Dataset rows:
###

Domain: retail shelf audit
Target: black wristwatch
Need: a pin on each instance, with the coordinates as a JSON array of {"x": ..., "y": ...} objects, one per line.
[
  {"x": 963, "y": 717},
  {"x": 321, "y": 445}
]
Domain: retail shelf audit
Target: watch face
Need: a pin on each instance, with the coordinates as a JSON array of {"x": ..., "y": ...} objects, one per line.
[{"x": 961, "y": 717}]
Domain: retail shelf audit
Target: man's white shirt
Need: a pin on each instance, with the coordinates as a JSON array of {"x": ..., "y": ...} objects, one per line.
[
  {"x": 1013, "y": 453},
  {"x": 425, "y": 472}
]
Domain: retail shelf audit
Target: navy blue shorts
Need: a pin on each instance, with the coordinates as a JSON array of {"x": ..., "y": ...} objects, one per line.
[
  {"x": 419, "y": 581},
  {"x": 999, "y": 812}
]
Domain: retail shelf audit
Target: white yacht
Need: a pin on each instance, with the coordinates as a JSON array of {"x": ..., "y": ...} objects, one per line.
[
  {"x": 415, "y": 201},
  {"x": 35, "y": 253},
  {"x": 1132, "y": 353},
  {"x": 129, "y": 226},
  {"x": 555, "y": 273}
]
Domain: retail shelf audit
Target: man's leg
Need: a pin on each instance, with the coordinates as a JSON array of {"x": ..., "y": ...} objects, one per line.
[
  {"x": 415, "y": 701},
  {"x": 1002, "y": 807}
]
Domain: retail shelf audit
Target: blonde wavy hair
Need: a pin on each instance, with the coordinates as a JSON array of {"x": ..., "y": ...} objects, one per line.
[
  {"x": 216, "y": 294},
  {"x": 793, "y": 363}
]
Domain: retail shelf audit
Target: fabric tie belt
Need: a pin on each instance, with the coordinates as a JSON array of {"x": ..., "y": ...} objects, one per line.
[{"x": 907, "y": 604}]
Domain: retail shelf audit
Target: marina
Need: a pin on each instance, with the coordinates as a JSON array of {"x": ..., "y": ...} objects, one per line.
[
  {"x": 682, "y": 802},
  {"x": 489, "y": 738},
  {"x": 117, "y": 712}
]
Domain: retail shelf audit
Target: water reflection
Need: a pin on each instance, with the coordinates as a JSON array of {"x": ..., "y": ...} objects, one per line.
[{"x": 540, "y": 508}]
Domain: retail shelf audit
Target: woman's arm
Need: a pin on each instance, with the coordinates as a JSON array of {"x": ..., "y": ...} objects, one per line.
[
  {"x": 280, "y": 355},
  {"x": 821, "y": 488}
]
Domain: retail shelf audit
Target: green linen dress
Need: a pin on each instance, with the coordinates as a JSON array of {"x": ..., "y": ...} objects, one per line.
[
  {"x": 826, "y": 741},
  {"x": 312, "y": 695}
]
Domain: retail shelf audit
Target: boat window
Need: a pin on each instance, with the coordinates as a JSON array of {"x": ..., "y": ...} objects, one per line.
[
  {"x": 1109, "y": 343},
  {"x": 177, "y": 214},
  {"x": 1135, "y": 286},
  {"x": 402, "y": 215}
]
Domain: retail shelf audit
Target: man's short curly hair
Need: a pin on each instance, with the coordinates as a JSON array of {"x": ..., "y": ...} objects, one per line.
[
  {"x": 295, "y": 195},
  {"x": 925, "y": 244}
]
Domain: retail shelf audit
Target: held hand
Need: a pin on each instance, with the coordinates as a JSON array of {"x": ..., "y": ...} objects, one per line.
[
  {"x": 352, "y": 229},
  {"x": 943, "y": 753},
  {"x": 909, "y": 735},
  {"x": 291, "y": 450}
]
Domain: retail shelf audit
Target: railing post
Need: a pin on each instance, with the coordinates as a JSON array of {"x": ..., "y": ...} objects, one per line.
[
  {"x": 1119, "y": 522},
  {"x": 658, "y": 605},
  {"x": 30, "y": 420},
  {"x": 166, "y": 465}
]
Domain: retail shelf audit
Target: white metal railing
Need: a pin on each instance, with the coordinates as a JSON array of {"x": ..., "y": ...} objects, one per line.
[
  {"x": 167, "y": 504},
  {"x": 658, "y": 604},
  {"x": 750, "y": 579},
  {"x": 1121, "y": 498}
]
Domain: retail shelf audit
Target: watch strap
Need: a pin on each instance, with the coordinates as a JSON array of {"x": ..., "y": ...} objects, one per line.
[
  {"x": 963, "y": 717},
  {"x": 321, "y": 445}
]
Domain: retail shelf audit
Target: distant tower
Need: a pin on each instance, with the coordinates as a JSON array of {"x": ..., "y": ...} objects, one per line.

###

THE PROBLEM: Print every line of the records exactly. Omit nothing.

SOLUTION:
Domain: retail shelf audit
Target: black wristwatch
Need: a pin on each instance, with the coordinates as a JSON array of {"x": ..., "y": ...} objects, one per line.
[
  {"x": 963, "y": 717},
  {"x": 321, "y": 445}
]
Domain: retail shelf audit
Target: watch face
Need: a pin on each instance, with the coordinates as a JSON array of {"x": ..., "y": ...} objects, one per line.
[{"x": 961, "y": 717}]
Domain: retail shelf audit
Target: man's white shirt
Need: a pin on each instance, with the coordinates as a JSON array of {"x": ..., "y": ...} objects, one per line.
[
  {"x": 1013, "y": 453},
  {"x": 425, "y": 472}
]
Domain: retail shelf audit
Target: navy blue shorts
Need: a pin on each instance, with the coordinates as a JSON array of {"x": ..., "y": ...} objects, one per line.
[
  {"x": 419, "y": 581},
  {"x": 999, "y": 812}
]
Domain: retail shelf audit
Target: white yacht
Need: a pin on each instance, with the coordinates as a JSON array of {"x": ..., "y": ...} objects, one per line.
[
  {"x": 415, "y": 201},
  {"x": 35, "y": 253},
  {"x": 1132, "y": 353},
  {"x": 129, "y": 226},
  {"x": 555, "y": 273}
]
Domain: retail shelf audit
Target: man's leg
Need: a pin on each instance, with the coordinates as a JSON array of {"x": ..., "y": ...} objects, one per line.
[
  {"x": 415, "y": 701},
  {"x": 1002, "y": 807}
]
Domain: retail shelf audit
Target: blonde wavy hair
Need: a pin on each instance, with the coordinates as a JSON array of {"x": ..., "y": ...} objects, one per line.
[
  {"x": 216, "y": 294},
  {"x": 793, "y": 363}
]
Domain: retail shelf audit
Target: fabric tie belt
Need: a pin on each instance, with the coordinates as a JSON array of {"x": ..., "y": ...} objects, one per line.
[{"x": 907, "y": 604}]
Domain: retail shelf audit
Target: marina
Need: a pin on each instance, with the coordinates as a JSON array of {"x": ..., "y": ...} objects, one per line.
[
  {"x": 682, "y": 802},
  {"x": 489, "y": 738},
  {"x": 117, "y": 712}
]
Domain: retail shelf audit
Target: water reflection
Need: a pin on each instance, with the coordinates as a JSON array of {"x": ..., "y": ...} objects, one per line.
[{"x": 540, "y": 508}]
Domain: retail shelf audit
Target: woman's arm
Need: a pin on each instance, with the coordinates as a JSON array of {"x": ..., "y": ...} objects, one per line.
[
  {"x": 280, "y": 355},
  {"x": 821, "y": 488}
]
Domain: retail shelf audit
Target: green linen dress
Need: a pin on each instance, with the coordinates as a JSON array of {"x": ..., "y": ...} objects, one per line.
[
  {"x": 826, "y": 741},
  {"x": 312, "y": 695}
]
Domain: retail shelf audit
Target: boat window
Need: a pin on each instance, with the coordinates as a JSON array of {"x": ..., "y": ...} objects, one per line.
[
  {"x": 1109, "y": 343},
  {"x": 177, "y": 214},
  {"x": 1135, "y": 286},
  {"x": 402, "y": 215}
]
Domain: retail shelf audit
Target: man's short curly hair
Need: a pin on each instance, with the coordinates as a JSON array of {"x": ..., "y": ...} objects, one per line.
[
  {"x": 295, "y": 195},
  {"x": 925, "y": 244}
]
Domain: retail shelf audit
Target: held hand
Need: a pin on each instance, with the coordinates as a JSON array of {"x": ..., "y": ...} objects, one per line.
[
  {"x": 352, "y": 229},
  {"x": 943, "y": 753},
  {"x": 909, "y": 735},
  {"x": 291, "y": 450}
]
Domain: retail shelf audit
Target: railing post
Need: a pin on each instance, with the coordinates as a JSON array of {"x": ..., "y": ...} objects, one per line.
[
  {"x": 1119, "y": 522},
  {"x": 658, "y": 605},
  {"x": 30, "y": 420},
  {"x": 166, "y": 465}
]
Domain: retail shelf audit
Target: white metal railing
Need: a pin on each instance, with the coordinates as a JSON array of {"x": ..., "y": ...} objects, one per line.
[
  {"x": 167, "y": 504},
  {"x": 658, "y": 604},
  {"x": 750, "y": 579},
  {"x": 1121, "y": 498}
]
Domain: retail shelf audit
Target: watch strap
Need: a pin on each instance, with the coordinates as a JSON array of {"x": ..., "y": ...} objects, one per line.
[
  {"x": 963, "y": 717},
  {"x": 321, "y": 445}
]
Domain: retail shelf audit
Target: distant tower
Need: a pin on each instance, with the coordinates as a JSON array of {"x": ..., "y": ...} objects, one per line.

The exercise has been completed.